- [What the exercise asks]: Repeat the whole listing, keeping each line as it is.

- [Source material]:
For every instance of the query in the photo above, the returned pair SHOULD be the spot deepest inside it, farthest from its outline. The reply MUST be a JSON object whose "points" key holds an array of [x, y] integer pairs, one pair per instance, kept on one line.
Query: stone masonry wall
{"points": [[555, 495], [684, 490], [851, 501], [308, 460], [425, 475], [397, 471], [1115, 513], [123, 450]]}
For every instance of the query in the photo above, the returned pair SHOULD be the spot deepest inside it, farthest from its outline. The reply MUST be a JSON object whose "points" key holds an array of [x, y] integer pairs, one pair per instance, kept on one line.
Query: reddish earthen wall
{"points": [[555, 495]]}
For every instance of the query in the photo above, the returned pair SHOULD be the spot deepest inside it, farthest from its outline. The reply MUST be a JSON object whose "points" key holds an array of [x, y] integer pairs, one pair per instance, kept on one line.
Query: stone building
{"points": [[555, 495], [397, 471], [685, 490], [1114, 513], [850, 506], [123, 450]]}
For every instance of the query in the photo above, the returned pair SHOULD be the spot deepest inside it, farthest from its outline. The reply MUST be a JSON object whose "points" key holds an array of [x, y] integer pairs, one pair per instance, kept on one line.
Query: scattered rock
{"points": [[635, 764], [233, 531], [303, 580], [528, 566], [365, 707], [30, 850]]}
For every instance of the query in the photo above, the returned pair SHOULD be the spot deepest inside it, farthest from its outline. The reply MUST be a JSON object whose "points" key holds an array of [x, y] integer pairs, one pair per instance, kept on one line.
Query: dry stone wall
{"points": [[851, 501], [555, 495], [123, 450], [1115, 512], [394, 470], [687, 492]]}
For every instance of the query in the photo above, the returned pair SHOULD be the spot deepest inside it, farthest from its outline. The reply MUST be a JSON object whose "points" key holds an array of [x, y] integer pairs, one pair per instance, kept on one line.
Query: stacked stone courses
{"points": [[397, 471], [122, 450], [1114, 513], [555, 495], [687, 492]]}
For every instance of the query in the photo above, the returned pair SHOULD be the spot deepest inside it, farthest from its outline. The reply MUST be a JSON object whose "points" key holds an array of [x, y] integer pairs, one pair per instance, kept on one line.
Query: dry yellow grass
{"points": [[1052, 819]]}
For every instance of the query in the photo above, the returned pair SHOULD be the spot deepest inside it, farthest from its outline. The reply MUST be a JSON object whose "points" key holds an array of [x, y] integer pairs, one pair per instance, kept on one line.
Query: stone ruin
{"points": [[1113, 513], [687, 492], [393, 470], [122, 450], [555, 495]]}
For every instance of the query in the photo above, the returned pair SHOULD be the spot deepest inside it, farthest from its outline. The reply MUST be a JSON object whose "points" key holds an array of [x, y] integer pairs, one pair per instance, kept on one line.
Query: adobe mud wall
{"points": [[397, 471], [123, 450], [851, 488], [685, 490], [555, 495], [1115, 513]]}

- [Exercise response]:
For every instance of the query in the photo above, the returned pair SHOULD be the spot deepest inside it, farthest from its outline. The reply MUST be a JSON object whose "points" key holds an array of [x, y] integer pairs, one pair per instance, kept on one line.
Query: stone masonry wall
{"points": [[555, 495], [684, 490], [851, 501], [308, 460], [425, 475], [397, 471], [1115, 513], [123, 450]]}
For every instance of the query in the photo above, the returned pair SHOULD be the spot deepest inside it, farthest from its outline. The reply MUST be a JSON object whose "points" key holds an array of [x, y] integer pairs, one pair per instance, kept on one line.
Query: reddish earthen wall
{"points": [[555, 495]]}
For every instance of the query in the photo above, the returned pair SHOULD be the spot deepest inside it, farthest from its outline. The reply MUST be a JSON object whose "points" key holds an array of [x, y] integer pairs, one pair per instance, kept on one line.
Query: stone building
{"points": [[555, 495], [397, 471], [685, 490], [1114, 513], [850, 506], [123, 450]]}
For every instance of the query in the photo above, the returned pair SHOULD be the spot deepest inside it, farthest from its outline. The reply MUST be a JSON object whose "points" key holds an array of [x, y] integer pairs, one pair per instance, kept on one line.
Query: scattered rock
{"points": [[635, 764], [233, 531], [303, 580], [528, 566], [365, 707], [30, 850]]}
For every instance of the query in the photo above, the returned pair SHOULD be the spot deepest inside it, farthest from its outline. The reply MUST be a JSON object whose "points" key holds an array of [x, y] integer pairs, one pair per instance, kept on one line.
Query: dry stone wall
{"points": [[851, 501], [555, 495], [123, 450], [1115, 512], [394, 470], [687, 492]]}
For every instance of the query in the photo above, the returned pair SHOULD be the spot deepest inside it, farthest from its outline. The reply MUST be a JSON object whose "points" key holds an array of [x, y] integer pairs, one pair per instance, kept on one line.
Query: stacked stone courses
{"points": [[397, 471], [122, 450], [1114, 513], [555, 495], [687, 492]]}
For every instance of the query in the photo above, the returned pair SHOULD be the spot deepest inside it, farthest from its outline. The reply MUST be a JSON object whose "points" key holds an array of [x, y] integer pairs, one pair per instance, kept on one line.
Query: dry yellow grass
{"points": [[1052, 819]]}
For every instance of the query in the photo above, the returned pair SHOULD be the spot deepest inside it, farthest from its outline. The reply MUST be a JSON object whose "points" key holds an array of [x, y] integer pairs, one pair per instance, kept on one line.
Query: stone ruin
{"points": [[1113, 513], [687, 492], [393, 470], [122, 450], [555, 495]]}
For every instance of the query in the photo above, the returned pair SHOULD be the spot deepest inside it, farthest from its outline. The reply MUST be a JSON object whose "points" key holds an array of [x, y] integer pairs, one pair per instance, kept on one line.
Query: adobe mud wall
{"points": [[397, 471], [123, 450], [851, 488], [685, 490], [555, 495], [1115, 513]]}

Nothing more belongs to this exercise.